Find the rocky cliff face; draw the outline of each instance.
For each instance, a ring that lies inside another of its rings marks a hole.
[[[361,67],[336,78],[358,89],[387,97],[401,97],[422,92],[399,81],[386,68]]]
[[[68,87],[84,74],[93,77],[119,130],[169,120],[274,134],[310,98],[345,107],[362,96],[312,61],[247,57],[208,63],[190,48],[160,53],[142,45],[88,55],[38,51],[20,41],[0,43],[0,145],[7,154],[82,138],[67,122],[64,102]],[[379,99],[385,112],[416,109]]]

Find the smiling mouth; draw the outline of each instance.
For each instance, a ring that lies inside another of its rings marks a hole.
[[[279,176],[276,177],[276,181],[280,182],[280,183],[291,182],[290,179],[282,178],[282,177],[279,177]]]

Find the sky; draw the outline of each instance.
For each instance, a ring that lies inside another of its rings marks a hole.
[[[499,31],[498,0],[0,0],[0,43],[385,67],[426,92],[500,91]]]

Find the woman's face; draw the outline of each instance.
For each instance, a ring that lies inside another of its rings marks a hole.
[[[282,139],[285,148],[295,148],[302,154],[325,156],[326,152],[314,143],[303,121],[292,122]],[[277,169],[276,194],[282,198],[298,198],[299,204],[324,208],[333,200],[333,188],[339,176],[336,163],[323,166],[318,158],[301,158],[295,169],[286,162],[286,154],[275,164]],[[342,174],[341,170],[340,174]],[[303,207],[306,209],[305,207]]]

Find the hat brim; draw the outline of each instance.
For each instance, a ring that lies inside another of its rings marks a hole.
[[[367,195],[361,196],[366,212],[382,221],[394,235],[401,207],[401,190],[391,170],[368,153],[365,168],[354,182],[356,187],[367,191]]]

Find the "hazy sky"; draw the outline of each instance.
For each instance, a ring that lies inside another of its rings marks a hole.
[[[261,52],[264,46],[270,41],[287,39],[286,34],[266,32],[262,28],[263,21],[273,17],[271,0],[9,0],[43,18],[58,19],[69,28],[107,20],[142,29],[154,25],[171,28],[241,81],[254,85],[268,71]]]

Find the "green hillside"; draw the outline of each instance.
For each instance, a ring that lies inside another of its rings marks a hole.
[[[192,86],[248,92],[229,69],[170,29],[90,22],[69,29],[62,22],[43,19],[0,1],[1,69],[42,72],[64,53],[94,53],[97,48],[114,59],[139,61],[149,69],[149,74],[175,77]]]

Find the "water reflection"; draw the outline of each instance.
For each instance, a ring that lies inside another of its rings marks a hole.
* * * *
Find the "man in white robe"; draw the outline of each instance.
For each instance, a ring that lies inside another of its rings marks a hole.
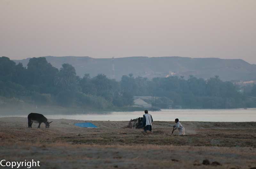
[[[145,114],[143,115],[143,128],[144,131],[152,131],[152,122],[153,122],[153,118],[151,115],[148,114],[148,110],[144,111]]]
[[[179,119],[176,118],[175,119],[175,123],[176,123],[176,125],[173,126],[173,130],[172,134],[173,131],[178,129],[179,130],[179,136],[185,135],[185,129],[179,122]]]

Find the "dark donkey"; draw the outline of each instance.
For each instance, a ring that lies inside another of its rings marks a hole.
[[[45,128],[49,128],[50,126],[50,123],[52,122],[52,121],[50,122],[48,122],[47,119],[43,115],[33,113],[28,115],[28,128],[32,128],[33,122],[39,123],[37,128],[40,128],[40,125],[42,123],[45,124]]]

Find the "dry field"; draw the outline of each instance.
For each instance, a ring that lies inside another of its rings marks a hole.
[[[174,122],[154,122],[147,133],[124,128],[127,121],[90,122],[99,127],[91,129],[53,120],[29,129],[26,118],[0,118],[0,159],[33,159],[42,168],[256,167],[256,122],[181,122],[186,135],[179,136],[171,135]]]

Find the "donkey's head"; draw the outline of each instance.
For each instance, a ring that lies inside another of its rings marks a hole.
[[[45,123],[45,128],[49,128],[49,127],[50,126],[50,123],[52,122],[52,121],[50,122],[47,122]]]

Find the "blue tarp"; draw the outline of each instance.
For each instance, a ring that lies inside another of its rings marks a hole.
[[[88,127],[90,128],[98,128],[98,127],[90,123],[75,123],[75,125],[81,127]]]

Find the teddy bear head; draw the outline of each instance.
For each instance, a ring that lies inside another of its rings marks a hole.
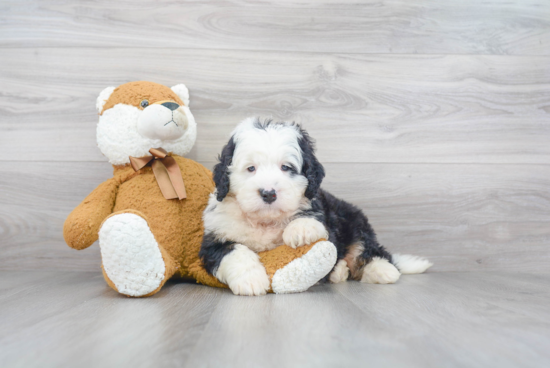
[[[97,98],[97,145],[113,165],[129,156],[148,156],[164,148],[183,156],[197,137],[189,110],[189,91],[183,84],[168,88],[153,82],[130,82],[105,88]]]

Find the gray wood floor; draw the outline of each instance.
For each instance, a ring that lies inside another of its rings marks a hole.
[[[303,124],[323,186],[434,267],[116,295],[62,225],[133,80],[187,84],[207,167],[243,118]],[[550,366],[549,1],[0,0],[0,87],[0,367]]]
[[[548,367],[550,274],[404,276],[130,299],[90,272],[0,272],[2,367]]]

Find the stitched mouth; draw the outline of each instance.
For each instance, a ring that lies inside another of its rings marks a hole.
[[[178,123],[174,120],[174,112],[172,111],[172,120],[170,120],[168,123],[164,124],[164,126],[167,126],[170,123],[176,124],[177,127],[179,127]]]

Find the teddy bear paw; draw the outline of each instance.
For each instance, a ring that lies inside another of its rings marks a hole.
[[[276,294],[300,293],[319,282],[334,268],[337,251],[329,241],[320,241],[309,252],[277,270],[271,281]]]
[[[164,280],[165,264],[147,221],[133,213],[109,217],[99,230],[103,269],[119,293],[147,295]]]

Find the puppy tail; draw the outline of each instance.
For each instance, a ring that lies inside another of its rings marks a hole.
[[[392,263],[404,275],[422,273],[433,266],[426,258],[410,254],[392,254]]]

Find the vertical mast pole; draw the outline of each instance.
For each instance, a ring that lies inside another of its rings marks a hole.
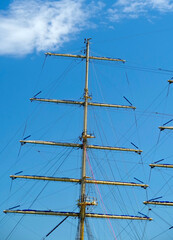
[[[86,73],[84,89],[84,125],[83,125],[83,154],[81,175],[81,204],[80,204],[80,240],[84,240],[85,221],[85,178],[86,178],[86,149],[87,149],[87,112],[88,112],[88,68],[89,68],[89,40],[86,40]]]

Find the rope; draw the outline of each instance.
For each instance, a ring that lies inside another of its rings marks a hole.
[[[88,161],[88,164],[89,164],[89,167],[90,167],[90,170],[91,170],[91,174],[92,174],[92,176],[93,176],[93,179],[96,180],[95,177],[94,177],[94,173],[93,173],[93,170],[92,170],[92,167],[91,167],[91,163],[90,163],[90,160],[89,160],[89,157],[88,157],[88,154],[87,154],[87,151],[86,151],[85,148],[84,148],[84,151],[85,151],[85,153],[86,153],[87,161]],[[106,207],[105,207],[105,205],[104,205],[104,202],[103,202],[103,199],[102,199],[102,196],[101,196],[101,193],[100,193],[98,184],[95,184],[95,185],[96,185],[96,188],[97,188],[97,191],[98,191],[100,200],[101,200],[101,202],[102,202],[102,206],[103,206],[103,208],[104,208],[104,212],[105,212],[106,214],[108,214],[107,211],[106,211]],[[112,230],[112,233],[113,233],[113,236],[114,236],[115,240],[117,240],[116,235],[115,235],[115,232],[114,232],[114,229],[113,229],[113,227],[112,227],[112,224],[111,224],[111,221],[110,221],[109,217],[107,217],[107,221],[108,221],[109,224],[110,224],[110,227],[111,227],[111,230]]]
* * * *
**Anweisung**. Ermittle die Anzahl der Zeilen im obigen Material, die die Zeichenfolge „teddy“ enthalten. Gib ausschließlich diese Zahl aus.

**Antwort**. 2